Interview _ Cynthia Rodríguez

Cynthia Rodríguez is based in Leicester and regularly performs at spoken word events that include Anerki, WORD!, Find the Right Words and House of Verse. She had also performed at Poetry is Dead Good, Too Deep for a Monday, Write Minds Wiff Waff, QTIPOCALYPSE at Rough Trade Nottingham, Coventry Pride, The Chameleon, and the LGBT Laureate night at The Phoenix in London.

In addition to spoken word, Rodríguez has collaborated with musicians such as David Dhonau and the BootLeg Jazz Trio, and has performed as a featured act at Moonshine Word Jam, the jazz and spoken word evening hosted by Mellow Baku and Lydia Towsey.

Her work has been published in zines that include the Mouthy Poets Queer Zine edited by Dean Atta; the anti-xenophobia Do Something edited by Selina Lock; and Anerki and Sean Clark’s Interanerki. In late 2016, two of her poems were included in Welcome to Leicester, edited by Emma Lee and Ambrose Musiyiwa for Dahlia Publishing.

Rodríguez is also a singer and a songwriter at the queer noise girl band ANATOMY, where she plays alongside singers and musicians, Adrienne Jones, Emily Rose Teece and Leonie DuBarry-Gurr.
----------
STATED TASK 1: Reproduce, word for word, the section of the passage on Cynthia Rodríguez that begins with "In addition to" and ends with "for Dahlia Publishing.".
STATED TASK 2: Carry the passage on Cynthia Rodríguez forward from its final sentence, writing the next part of the text.
The entries that follow are separate material and have no connection to the passage on Cynthia Rodríguez.
----------
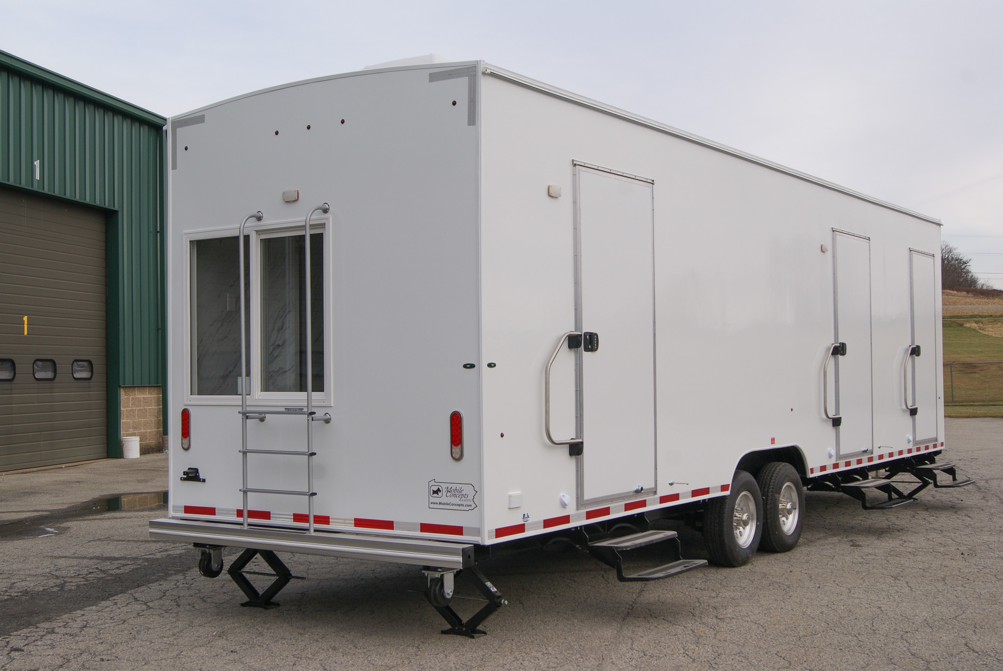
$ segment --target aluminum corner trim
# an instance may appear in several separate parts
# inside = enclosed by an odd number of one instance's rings
[[[200,123],[205,122],[205,114],[171,119],[171,170],[178,170],[178,128],[184,128],[189,125],[199,125]]]
[[[477,124],[477,66],[465,65],[428,73],[428,83],[466,77],[466,125]]]

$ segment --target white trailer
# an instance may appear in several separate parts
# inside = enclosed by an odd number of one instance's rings
[[[483,61],[277,86],[166,131],[149,533],[209,577],[246,549],[246,606],[276,605],[275,551],[399,562],[476,635],[505,603],[477,564],[505,548],[654,580],[706,563],[660,518],[738,566],[793,548],[804,487],[880,509],[970,481],[935,463],[936,220]],[[625,571],[652,543],[668,563]],[[465,622],[461,571],[488,601]]]

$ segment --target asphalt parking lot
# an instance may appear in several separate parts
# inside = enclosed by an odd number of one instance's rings
[[[47,519],[0,536],[0,669],[999,669],[1003,419],[948,419],[946,441],[974,485],[870,512],[809,492],[798,547],[739,569],[624,584],[576,554],[492,561],[509,606],[476,640],[438,633],[411,567],[283,555],[306,580],[261,611],[147,540],[162,510]]]

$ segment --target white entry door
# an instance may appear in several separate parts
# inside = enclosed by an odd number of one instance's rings
[[[874,447],[871,356],[871,240],[832,232],[833,343],[846,343],[835,357],[835,429],[840,456]]]
[[[916,442],[936,440],[940,388],[937,385],[937,266],[932,254],[910,251],[913,345],[918,346],[907,363],[912,368],[911,405]],[[914,352],[916,350],[914,349]]]
[[[579,507],[655,492],[652,183],[577,165]]]

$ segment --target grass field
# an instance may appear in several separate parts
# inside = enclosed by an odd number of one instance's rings
[[[1003,363],[948,365],[1003,361],[1001,336],[1003,317],[985,314],[945,317],[944,412],[948,417],[1003,417]]]

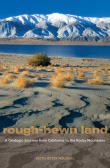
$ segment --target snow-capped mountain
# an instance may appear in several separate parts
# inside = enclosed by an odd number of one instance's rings
[[[69,14],[20,15],[0,20],[0,38],[99,40],[110,37],[110,18]]]

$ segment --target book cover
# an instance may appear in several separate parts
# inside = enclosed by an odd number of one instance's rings
[[[0,168],[110,167],[110,2],[0,3]]]

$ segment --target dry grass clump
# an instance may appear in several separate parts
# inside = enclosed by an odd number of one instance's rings
[[[33,57],[27,60],[27,63],[31,66],[48,66],[50,65],[50,58],[46,54],[35,54]]]
[[[104,85],[104,80],[101,79],[99,76],[97,76],[94,79],[88,79],[88,84],[93,84],[93,85]]]
[[[45,78],[45,77],[47,77],[47,75],[45,73],[40,74],[40,78]]]
[[[0,80],[0,85],[8,84],[16,78],[14,74],[4,74]]]
[[[107,69],[103,69],[103,70],[102,70],[102,73],[103,73],[104,75],[107,75],[108,70],[107,70]]]
[[[22,75],[15,80],[14,84],[18,88],[28,88],[34,85],[34,81]]]
[[[83,70],[81,71],[78,71],[78,73],[77,73],[77,78],[78,79],[84,79],[85,78],[85,75],[84,75],[84,72],[83,72]]]
[[[37,74],[31,73],[31,72],[29,72],[29,71],[23,71],[23,72],[21,73],[21,75],[26,75],[26,76],[28,76],[28,77],[33,77],[33,78],[39,78],[39,76],[38,76]]]
[[[95,69],[93,72],[94,72],[94,76],[95,77],[99,75],[99,71],[98,70]]]
[[[64,75],[64,78],[65,80],[68,80],[68,81],[74,81],[74,75],[69,72]]]
[[[53,88],[64,88],[65,84],[65,78],[63,73],[57,73],[52,75],[51,79],[51,86]]]

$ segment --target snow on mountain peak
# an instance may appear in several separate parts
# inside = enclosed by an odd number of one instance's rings
[[[54,38],[94,40],[110,36],[110,18],[52,13],[8,17],[0,20],[0,38]]]

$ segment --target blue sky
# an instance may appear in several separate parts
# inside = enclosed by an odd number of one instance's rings
[[[54,12],[110,17],[110,0],[1,0],[0,18]]]

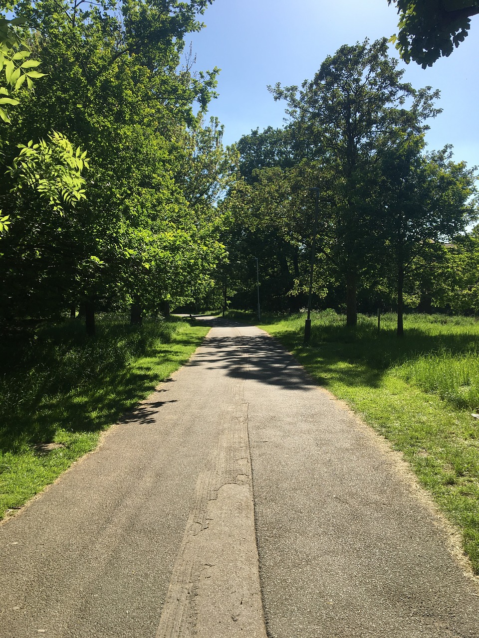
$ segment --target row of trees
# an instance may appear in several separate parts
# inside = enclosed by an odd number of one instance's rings
[[[211,288],[234,154],[204,121],[218,70],[184,38],[211,1],[20,0],[4,19],[0,322],[81,308],[93,334],[98,310],[139,323]]]
[[[225,243],[233,262],[251,263],[253,251],[260,257],[271,305],[304,304],[317,196],[317,303],[337,306],[342,296],[353,326],[358,295],[370,311],[395,297],[402,334],[405,294],[425,294],[430,264],[443,289],[444,244],[454,242],[457,258],[467,243],[459,235],[476,218],[475,168],[454,161],[450,147],[426,152],[438,94],[414,89],[402,73],[385,39],[342,47],[300,88],[270,87],[286,102],[284,128],[238,143],[241,179],[227,200],[234,223]],[[235,271],[230,286],[240,292],[244,274],[235,282]]]

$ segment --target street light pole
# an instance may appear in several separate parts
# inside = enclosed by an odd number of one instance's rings
[[[259,270],[258,269],[258,258],[256,260],[256,288],[258,291],[258,321],[261,320],[261,309],[259,307]]]
[[[311,189],[316,194],[314,201],[314,223],[313,224],[313,236],[311,243],[311,258],[309,264],[309,295],[308,297],[308,318],[305,322],[305,346],[309,345],[311,338],[311,299],[313,293],[313,273],[314,272],[314,260],[316,256],[316,235],[317,234],[317,218],[319,215],[319,189],[314,187]]]

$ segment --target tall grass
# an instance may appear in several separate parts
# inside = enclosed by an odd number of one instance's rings
[[[475,352],[427,353],[405,362],[397,373],[460,409],[479,411],[479,358]]]
[[[346,401],[409,462],[450,521],[479,574],[479,323],[473,318],[360,316],[356,329],[333,311],[264,329],[294,352],[321,385]]]

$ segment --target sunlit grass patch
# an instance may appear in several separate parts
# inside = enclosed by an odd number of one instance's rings
[[[72,322],[4,343],[0,517],[94,449],[102,431],[188,360],[208,329],[183,322],[132,328],[104,317],[95,339]]]

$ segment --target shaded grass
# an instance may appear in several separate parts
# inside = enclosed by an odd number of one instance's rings
[[[0,518],[94,449],[101,432],[188,360],[208,330],[179,321],[132,328],[104,317],[94,339],[73,321],[3,343]],[[46,443],[57,447],[47,451]]]
[[[309,347],[302,344],[303,316],[262,327],[403,452],[460,530],[479,573],[479,421],[470,414],[476,406],[479,325],[410,315],[398,339],[394,318],[383,317],[378,334],[375,318],[360,317],[351,330],[333,311],[315,313]]]

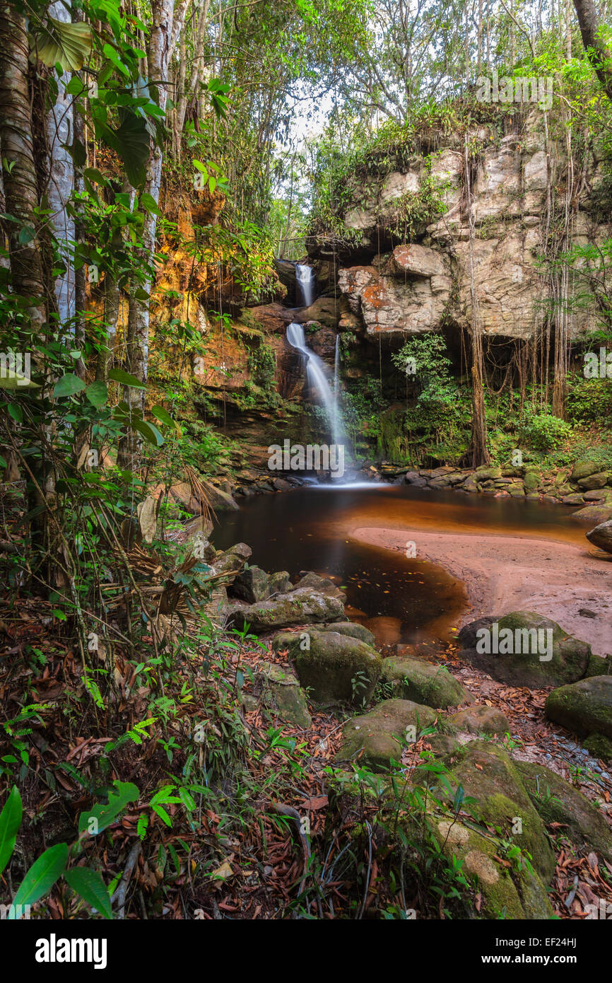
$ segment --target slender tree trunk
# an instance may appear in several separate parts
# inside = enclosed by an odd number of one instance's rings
----------
RESPONSE 1:
In addition to spoken word, Rodríguez has collaborated with musicians such as David Dhonau and the BootLeg Jazz Trio, and has performed as a featured act at Moonshine Word Jam, the jazz and spoken word evening hosted by Mellow Baku and Lydia Towsey.

Her work has been published in zines that include the Mouthy Poets Queer Zine edited by Dean Atta; the anti-xenophobia Do Something edited by Selina Lock; and Anerki and Sean Clark’s Interanerki. In late 2016, two of her poems were included in Welcome to Leicester, edited by Emma Lee and Ambrose Musiyiwa for Dahlia Publishing.

RESPONSE 2:
In this interview, Cynthia Rodríguez talks about poetry, writing and Journeys in Translation.

When did you start writing?

I started writing when I started learning how to write.

It started a bit like private street art, writing the name of my celebrity crush on my living room wall when I was two years old. When I was four, I started to write and tell short surrealist stories about the people and places I knew or imagined. I would write, for instance, about a girl coming from Mars who ate bolts and screws and used apples as petrol for her spaceship. Like my now deceased aunt Adriana, there was a time I would write calaveras ... rather morbid poems about living people and the ways they would meet The Ripper, a Mexican folk tradition for Dia de Muertos.

Since then, I’ve been dancing between short story and poetry/songwriting, but been more steady on the latter for the past 18 months.

How would you describe the writing you are doing?

Intersectional and interdisciplinary. I tend to write about the experiences people live from the margins and at the crossroads. Identity plays a huge part in my work, particularly as a queer fat foreign brown woman with mental and chronic conditions.

Recently, I’ve been playing around with more artistic disciplines as well as writing, such as film and music, and I have been exploring the musicality of the spoken and written word.


Cynthia Rodríguez performing at Anerki, a spoken word, poetry and music event that is held monthly in Leicester. Photo by David Conrad Dhonau.

Who or what has had the most influence on you as a writer?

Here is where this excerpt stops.